BRIEF: Write down each entry again, exactly as it reads.

------------------------------------------------------------------------

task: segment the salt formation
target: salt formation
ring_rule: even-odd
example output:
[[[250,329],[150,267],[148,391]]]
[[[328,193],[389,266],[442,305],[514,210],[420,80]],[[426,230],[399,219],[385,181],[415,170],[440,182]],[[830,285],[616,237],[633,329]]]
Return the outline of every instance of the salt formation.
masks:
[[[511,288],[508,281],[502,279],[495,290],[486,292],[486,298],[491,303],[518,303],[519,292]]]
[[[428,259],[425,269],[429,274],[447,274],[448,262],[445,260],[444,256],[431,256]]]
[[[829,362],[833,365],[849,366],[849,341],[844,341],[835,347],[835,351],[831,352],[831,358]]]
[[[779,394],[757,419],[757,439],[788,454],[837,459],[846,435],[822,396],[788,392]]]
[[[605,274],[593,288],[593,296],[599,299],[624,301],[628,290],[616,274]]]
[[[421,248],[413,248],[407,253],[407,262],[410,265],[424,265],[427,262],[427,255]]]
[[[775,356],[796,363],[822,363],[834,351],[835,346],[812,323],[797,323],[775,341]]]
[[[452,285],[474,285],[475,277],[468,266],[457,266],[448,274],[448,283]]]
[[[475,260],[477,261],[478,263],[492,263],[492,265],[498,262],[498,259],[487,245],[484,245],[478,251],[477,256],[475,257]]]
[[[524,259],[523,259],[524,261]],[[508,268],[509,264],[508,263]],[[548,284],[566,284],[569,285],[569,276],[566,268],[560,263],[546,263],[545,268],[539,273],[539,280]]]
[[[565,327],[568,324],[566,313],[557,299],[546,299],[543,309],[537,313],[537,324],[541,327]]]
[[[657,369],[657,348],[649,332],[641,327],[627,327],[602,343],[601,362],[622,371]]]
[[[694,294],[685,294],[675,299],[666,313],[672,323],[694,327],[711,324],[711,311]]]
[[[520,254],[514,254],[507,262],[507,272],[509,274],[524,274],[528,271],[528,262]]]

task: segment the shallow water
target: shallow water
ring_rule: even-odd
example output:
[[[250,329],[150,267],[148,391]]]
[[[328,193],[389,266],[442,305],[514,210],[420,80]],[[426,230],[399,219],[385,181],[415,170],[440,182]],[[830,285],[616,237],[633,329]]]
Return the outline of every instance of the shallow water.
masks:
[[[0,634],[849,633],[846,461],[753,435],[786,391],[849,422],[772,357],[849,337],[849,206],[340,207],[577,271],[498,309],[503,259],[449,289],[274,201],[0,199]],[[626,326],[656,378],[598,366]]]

------------------------------------------------------------------------

CORRECT RESPONSE:
task: segment the salt formation
target: salt formation
ring_rule: even-odd
example output:
[[[250,329],[150,267],[148,391]]]
[[[328,193],[389,266],[442,305],[514,210],[420,80]],[[426,230],[399,219],[385,181],[415,170],[440,182]],[[830,285],[616,237],[633,329]]]
Return the outline of every instance of the salt formation.
masks:
[[[511,288],[508,281],[502,279],[495,290],[486,292],[486,298],[491,303],[518,303],[519,292]]]
[[[428,259],[425,269],[429,274],[447,274],[448,262],[445,260],[444,256],[431,256]]]
[[[829,362],[833,365],[849,366],[849,341],[844,341],[835,347],[835,351],[831,352],[831,358]]]
[[[779,394],[757,419],[757,439],[788,454],[837,459],[846,435],[822,396],[788,392]]]
[[[605,274],[593,288],[593,296],[599,299],[624,301],[628,290],[616,274]]]
[[[421,248],[413,248],[407,253],[407,262],[410,265],[424,265],[427,262],[427,255]]]
[[[775,356],[796,363],[822,363],[834,351],[835,346],[812,323],[797,323],[775,341]]]
[[[452,285],[474,285],[475,277],[468,266],[457,266],[448,274],[448,283]]]
[[[475,260],[477,261],[478,263],[492,263],[492,265],[498,262],[498,259],[487,245],[484,245],[478,251],[477,256],[475,257]]]
[[[524,259],[523,259],[524,261]],[[508,268],[509,264],[508,263]],[[548,284],[566,284],[569,285],[569,276],[566,268],[560,263],[546,263],[545,268],[539,273],[539,280]]]
[[[565,327],[568,324],[566,313],[557,299],[546,299],[543,309],[537,313],[537,324],[541,327]]]
[[[657,369],[657,348],[649,332],[641,327],[627,327],[602,343],[601,362],[622,371]]]
[[[694,294],[685,294],[675,299],[666,313],[672,323],[694,327],[711,324],[711,311]]]
[[[520,254],[514,254],[507,262],[507,272],[509,274],[524,274],[528,271],[528,262]]]

task: segment the shallow water
target: shallow water
ring_rule: even-odd
example output:
[[[250,329],[150,267],[148,391]]]
[[[328,193],[389,266],[442,305],[514,210],[420,80]],[[426,230],[399,219],[385,181],[415,170],[440,182]],[[830,285],[616,237],[633,329]]]
Return the outline of every instance of the shallow water.
masks:
[[[0,634],[849,633],[846,461],[753,435],[786,391],[849,422],[772,357],[849,337],[849,206],[340,207],[577,271],[498,309],[503,259],[449,289],[274,201],[0,199]],[[626,326],[656,378],[598,366]]]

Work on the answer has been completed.